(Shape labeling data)

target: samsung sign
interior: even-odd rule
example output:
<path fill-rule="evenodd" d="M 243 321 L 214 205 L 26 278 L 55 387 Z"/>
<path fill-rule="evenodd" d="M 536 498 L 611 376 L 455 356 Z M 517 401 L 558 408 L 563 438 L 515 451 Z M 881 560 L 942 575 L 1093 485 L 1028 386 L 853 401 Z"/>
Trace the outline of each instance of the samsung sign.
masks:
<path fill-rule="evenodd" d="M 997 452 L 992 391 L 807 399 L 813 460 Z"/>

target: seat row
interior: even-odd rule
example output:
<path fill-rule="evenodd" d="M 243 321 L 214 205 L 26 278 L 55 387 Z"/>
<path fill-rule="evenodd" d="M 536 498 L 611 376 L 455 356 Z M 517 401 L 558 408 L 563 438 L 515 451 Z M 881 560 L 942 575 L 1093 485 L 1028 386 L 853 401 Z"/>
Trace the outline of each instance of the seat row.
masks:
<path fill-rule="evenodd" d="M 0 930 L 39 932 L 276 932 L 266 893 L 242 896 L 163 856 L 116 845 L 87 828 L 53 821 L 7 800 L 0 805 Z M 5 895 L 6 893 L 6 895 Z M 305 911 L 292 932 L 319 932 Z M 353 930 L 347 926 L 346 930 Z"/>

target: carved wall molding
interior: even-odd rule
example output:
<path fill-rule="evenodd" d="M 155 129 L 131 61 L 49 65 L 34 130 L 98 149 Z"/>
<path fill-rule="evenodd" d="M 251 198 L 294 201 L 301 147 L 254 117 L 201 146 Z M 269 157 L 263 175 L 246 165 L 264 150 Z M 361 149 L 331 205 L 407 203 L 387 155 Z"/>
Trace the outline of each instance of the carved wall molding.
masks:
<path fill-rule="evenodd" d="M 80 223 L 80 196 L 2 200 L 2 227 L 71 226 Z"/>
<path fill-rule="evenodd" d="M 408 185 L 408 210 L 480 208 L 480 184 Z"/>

Do this:
Rewrite all of the data above, swapping every "example output" for "sample output" and leaving everything else unchanged.

Expected output:
target: samsung sign
interior: even-odd rule
sample output:
<path fill-rule="evenodd" d="M 243 321 L 214 205 L 26 278 L 55 387 Z"/>
<path fill-rule="evenodd" d="M 536 498 L 611 376 L 455 356 Z M 517 401 L 558 408 L 563 438 L 515 451 Z M 881 560 L 942 575 L 1093 485 L 1028 386 L 853 401 Z"/>
Trace the outline of each instance of the samsung sign.
masks:
<path fill-rule="evenodd" d="M 997 452 L 992 391 L 807 399 L 813 460 Z"/>

target: seat row
interior: even-odd rule
sample output:
<path fill-rule="evenodd" d="M 243 321 L 214 205 L 26 278 L 55 387 Z"/>
<path fill-rule="evenodd" d="M 536 498 L 611 376 L 455 356 Z M 517 401 L 558 408 L 563 438 L 515 451 Z M 881 560 L 942 575 L 1093 485 L 1028 386 L 853 401 Z"/>
Trace the outline of each instance of the seat row.
masks:
<path fill-rule="evenodd" d="M 0 930 L 39 932 L 276 932 L 266 893 L 242 896 L 163 856 L 116 845 L 87 828 L 53 821 L 7 800 L 0 805 Z M 5 895 L 6 893 L 6 895 Z M 305 911 L 292 932 L 319 932 Z M 353 930 L 347 926 L 346 930 Z"/>

target: carved wall molding
interior: even-odd rule
sample output:
<path fill-rule="evenodd" d="M 155 129 L 131 61 L 49 65 L 34 130 L 98 149 Z"/>
<path fill-rule="evenodd" d="M 251 198 L 294 201 L 301 147 L 254 117 L 201 146 Z M 269 157 L 263 175 L 246 165 L 264 150 Z M 361 149 L 331 205 L 407 203 L 387 155 Z"/>
Trace the outline of each instance of the carved wall molding.
masks:
<path fill-rule="evenodd" d="M 80 223 L 80 196 L 2 200 L 2 227 L 71 226 Z"/>
<path fill-rule="evenodd" d="M 408 185 L 408 210 L 480 208 L 480 184 Z"/>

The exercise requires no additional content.